[Collection entries]
----------------

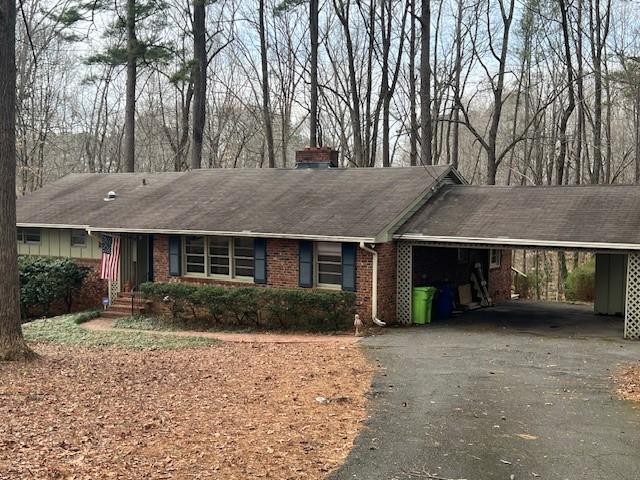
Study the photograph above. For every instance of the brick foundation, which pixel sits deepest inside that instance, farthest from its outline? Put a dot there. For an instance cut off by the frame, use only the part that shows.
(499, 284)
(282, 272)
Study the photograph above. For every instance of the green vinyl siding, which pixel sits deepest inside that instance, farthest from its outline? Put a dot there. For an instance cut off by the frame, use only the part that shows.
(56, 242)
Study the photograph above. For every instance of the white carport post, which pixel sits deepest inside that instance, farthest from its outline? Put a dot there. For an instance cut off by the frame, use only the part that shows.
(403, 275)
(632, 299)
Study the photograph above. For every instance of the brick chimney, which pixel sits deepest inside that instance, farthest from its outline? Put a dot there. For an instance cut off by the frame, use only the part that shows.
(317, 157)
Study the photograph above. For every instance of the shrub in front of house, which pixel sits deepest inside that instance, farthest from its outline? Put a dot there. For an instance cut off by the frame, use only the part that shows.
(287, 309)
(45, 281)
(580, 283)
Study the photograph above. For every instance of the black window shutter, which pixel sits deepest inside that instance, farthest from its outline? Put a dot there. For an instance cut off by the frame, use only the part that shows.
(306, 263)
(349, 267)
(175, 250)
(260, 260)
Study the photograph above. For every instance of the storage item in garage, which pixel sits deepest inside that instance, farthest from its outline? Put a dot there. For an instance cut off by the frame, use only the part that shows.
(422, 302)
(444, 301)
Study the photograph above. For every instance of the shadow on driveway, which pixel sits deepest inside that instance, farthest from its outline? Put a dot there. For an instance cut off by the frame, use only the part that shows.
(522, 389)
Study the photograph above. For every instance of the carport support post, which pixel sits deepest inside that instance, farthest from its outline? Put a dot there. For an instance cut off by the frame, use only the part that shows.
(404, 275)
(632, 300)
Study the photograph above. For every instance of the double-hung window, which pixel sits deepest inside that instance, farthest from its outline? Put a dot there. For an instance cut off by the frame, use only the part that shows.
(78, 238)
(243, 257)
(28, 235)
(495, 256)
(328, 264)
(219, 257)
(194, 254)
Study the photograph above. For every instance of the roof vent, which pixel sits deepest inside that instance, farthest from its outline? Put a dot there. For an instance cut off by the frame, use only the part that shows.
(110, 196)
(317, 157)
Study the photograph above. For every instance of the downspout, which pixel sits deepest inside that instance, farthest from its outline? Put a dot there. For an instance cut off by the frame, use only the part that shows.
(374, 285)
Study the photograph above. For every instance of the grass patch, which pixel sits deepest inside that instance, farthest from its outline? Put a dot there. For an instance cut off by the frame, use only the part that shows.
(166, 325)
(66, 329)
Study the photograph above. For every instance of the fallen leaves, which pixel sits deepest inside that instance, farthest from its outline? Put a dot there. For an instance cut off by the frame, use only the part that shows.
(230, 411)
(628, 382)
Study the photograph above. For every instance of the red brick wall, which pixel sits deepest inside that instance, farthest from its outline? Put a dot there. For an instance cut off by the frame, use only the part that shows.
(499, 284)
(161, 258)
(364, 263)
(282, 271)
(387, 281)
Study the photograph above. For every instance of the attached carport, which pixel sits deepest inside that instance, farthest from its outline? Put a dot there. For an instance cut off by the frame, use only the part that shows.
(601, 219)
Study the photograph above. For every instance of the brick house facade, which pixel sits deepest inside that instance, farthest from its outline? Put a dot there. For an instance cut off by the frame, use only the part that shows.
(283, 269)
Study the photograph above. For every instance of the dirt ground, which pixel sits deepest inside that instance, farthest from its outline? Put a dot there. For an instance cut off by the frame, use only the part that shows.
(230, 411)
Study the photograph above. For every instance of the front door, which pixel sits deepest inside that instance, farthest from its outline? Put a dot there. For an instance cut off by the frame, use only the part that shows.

----------------

**Task requirements**
Rewrite the rows from the line containing "the brick house" through the last row, swapping "outline" for "boundary" and leaving everything else unchanged.

**The response**
Study the photograph above. For every instance of the brick house facade, which pixel sits deepest inside that instance, farthest from its boundary? Put a dot there. For an instance cut off by the frame, use only the part that shows.
(283, 269)
Study the photograph above. For every instance of the dirt ground, which pixel sits deepest inside that instance, farthest from its boundary? Put a dot there. For an instance cut off by the frame, use only the part that shows.
(230, 411)
Study the photograph above. For every instance of the front door, which pixel sits deepest inside that instance, farthest from its boundary? Put a dot there. For an instance cut off by the frame, use only the part that shows.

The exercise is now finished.